(Stored dataset items)
—————
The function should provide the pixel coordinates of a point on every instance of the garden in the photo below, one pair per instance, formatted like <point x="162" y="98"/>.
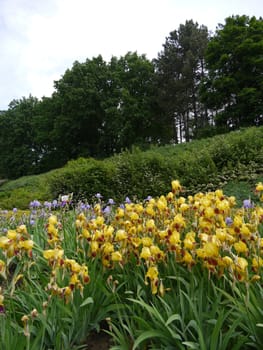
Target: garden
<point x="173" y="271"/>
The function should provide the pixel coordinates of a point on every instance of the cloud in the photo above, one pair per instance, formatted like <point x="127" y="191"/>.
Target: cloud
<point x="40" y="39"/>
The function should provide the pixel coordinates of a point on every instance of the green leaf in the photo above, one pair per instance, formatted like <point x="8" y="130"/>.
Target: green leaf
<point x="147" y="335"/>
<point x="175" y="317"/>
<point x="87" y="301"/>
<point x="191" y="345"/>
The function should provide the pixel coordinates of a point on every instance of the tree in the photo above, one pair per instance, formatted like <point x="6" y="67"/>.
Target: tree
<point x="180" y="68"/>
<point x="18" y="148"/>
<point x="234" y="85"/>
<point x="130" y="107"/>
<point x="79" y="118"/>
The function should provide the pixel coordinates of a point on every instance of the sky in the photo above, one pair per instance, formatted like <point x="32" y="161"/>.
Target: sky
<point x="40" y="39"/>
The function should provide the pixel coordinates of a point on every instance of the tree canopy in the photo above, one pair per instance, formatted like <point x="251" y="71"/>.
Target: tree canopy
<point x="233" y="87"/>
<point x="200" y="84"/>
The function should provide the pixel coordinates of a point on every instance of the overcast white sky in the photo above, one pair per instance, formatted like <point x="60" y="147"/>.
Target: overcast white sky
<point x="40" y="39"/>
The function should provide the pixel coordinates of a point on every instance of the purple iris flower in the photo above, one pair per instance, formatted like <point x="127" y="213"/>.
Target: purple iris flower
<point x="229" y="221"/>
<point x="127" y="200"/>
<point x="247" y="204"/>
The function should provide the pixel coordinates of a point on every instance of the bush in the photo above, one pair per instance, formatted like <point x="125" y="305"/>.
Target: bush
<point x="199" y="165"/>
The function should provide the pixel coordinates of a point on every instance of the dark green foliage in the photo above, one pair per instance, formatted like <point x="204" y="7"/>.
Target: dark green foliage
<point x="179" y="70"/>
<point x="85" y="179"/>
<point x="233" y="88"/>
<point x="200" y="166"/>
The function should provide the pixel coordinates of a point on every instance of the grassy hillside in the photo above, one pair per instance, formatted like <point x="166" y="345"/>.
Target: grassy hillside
—————
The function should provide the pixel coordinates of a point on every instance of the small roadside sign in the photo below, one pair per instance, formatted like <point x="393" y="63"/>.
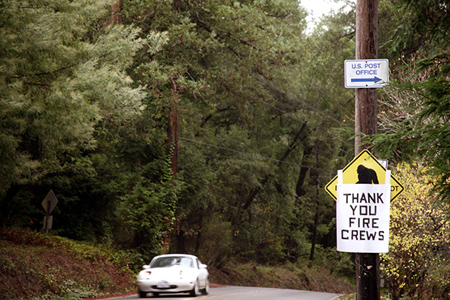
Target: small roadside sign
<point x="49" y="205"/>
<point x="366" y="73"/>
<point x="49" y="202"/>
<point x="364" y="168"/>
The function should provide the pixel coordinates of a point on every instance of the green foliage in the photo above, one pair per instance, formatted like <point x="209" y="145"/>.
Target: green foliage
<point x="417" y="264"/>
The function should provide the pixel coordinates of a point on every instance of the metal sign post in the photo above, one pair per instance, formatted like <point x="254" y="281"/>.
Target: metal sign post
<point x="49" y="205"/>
—————
- _Task_
Collect every line of the material that contains the string "green". Case counts.

- _Answer_
The function should provide the pixel coordinates of a point on every instance of the green leaf in the photo above, one pair per instance, formatted like <point x="8" y="130"/>.
Target: green leaf
The function should provide the pixel coordinates of a point on every instance of the dark green foliage in the photo above, one pair per instance, formatted like <point x="204" y="7"/>.
Target: dark green foliage
The function should provide the pixel coordinates of a point on every instance of the green foliage in the photo above, one pair per instance, formatted like <point x="209" y="145"/>.
Target: green foliage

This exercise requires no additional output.